SECÇÃO DO TEXTO.

+++

Tal como no remix musical, as entrevistas e as imagens de época vão-se interligando ao ritmo dos acontecimentos. Em “Paraíso”, Daniel Mota mostra como de forma simples e natural surgiu a música eletrónica em Portugal, a partir da paixão de um grupo de jovens:
Parece um enredo hollywoodesco porque são os miúdos que estão juntos, têm acesso a umas tecnologias, têm interesse numas certas músicas, alguns deles trabalham em lojas de discos, logo têm acesso a muito mais música.
Estes miúdos que tinham a paixão pela música nova e queriam fazer algo diferente, começam a juntar-se, a falar uns com os outros, começam a querer fazer umas coisas em grande… De repente, numa lógica puramente ‘do it yourself’, fazem eles mesmos as raves e aí é que sim, é uma coisa absolutamente inacreditável, em que eles viram um castelo do avesso para fazer lá uma festa durante três dias.
E é difícil contar esta história de uma forma que não seja cronológica, porque é um espanto atrás do outro.
Ou seja, estamos a ver aquilo é pá, como assim eles fizeram aquilo num castelo? É pá, como assim esta canção que tocou antes na cave deste rapaz, de repente chegou a ser uma das canções mais tocadas de sempre do Sound Factory em Nova Iorque.
Como é que depois ainda chegou mais longe, ainda se fez mais e estabeleceu-se uma cultura grande que ainda hoje existe, de música de dança e de sair à noite para ouvir música de dança em Portugal?
No documentário “Paraíso”, o realizador Daniel Mota, reuniu 38 entrevistas feitas a DJs, bailarinos e produtores, envolvidos no processo de criação de uma nova tendência musical:
Das grandes figuras da altura, que ainda hoje, muitos deles tocam e fazem festas por esse país e por esse mundo fora, na verdade, um ou outro promotor, como o Miguel Marangas, temos o DJ Vibe, claro, e o Rui da Silva, a parelha que fez o “So Get Up”, que foi o grande exito da altura.
Depois temos curiosas aparições internacionais, como o Danny Tenaglia, que era um DJ forte da altura, o Rob Di Stefano – ele próprio confessa que na altura ficou muito impressionado com o que se estava a fazer em Portugal. Também temos os Alcantara Dancers, mas todas as pessoas que aparecem eram pessoas que faziam parte do movimento e estavam lá naquela altura. Tentámos ter aqui uma amostra grande das pessoas que fizeram parte e que criaram este movimento.
Lux, Kadoc, Alcântara-Mar, Kremlin e Vaticano são alguns dos templos da música eletrónica recordados. Imagens do Rocks no Porto também foram incluídas. Os arquivos a que tiveram acesso foram um contributo determinante, reconhece o realizador:
Ao longo do tempo fomos encontrando várias cassetes, vários arquivos pessoais que nos foram sendo cedidos e uma das últimas coisas que encontramos foi uma série de fotografias de um fotógrafo chamado Da Fonseca, que era um fotógrafo bem amador, que, na altura, corria todas estas festas e tinha um espólio quase infinito de imagens que ainda nem sequer tinham sido reveladas.

+++

Itens de uma coleção de rotulagem

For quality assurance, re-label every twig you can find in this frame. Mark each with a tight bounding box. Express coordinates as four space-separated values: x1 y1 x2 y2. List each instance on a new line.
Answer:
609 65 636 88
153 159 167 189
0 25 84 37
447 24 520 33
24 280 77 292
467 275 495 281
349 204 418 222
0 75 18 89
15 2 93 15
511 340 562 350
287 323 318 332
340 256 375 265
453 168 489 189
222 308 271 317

+++

OBJETIVO.
Responda às perguntas seguintes com base no texto sobre o documentário “Paraíso”.
1. Quantas entrevistas reuniu o realizador Daniel Mota no documentário?
2. Que canção, feita pela parelha DJ Vibe e Rui da Silva, foi o grande êxito da altura?
3. Como se chamava o fotógrafo amador cujas fotografias foram uma das últimas coisas encontradas?

RESPOSTA ESCRITA.
1. 38 entrevistas.
2. “So Get Up”.
3. Da Fonseca.